(Entries from a point-annotation set)
>>>
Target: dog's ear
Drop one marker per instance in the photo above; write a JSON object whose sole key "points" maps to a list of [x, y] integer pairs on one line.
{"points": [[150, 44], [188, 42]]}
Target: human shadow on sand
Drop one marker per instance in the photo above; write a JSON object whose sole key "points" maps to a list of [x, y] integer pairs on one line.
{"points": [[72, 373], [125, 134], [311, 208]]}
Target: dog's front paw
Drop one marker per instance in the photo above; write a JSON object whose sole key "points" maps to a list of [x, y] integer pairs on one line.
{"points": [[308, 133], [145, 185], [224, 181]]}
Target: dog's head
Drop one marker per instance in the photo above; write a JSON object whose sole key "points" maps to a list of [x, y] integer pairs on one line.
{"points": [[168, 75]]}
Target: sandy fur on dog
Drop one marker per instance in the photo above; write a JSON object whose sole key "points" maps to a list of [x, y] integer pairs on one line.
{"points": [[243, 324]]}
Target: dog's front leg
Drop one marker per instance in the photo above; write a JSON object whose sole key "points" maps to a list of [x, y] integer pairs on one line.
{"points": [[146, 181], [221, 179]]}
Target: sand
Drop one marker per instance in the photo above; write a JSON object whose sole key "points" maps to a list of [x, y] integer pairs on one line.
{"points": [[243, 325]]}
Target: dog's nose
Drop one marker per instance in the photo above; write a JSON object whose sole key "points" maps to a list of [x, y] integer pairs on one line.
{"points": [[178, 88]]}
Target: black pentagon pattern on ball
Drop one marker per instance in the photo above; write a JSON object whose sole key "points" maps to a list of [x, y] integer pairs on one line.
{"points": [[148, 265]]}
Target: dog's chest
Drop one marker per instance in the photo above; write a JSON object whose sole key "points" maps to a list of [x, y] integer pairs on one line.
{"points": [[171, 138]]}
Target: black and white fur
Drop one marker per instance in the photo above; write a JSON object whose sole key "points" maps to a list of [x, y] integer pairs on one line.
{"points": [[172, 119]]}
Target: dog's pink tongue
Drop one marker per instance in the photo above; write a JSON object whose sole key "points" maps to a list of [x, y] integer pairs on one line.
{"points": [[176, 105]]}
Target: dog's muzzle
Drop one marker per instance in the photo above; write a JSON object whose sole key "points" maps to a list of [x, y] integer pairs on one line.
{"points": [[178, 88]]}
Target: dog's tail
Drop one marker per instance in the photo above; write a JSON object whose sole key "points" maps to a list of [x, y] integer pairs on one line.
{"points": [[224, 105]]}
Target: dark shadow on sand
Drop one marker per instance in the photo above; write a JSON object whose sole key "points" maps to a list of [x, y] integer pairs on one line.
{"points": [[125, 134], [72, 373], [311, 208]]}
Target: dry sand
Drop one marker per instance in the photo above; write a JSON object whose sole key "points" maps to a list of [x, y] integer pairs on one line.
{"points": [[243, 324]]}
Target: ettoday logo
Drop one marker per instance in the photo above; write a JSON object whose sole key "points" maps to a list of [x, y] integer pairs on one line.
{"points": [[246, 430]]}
<<<
>>>
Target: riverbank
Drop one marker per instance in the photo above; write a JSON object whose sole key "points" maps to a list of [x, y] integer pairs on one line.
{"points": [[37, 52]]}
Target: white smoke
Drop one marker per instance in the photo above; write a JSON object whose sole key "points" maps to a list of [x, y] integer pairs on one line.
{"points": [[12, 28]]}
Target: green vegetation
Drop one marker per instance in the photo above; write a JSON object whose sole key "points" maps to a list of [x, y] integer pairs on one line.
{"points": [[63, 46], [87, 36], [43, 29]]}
<<<
Please report every line of the data above that contains the string "shadow", copying each such line in full. Treat the match as case-sensitive.

Solution:
Target: human shadow on sand
Target: dark shadow on sand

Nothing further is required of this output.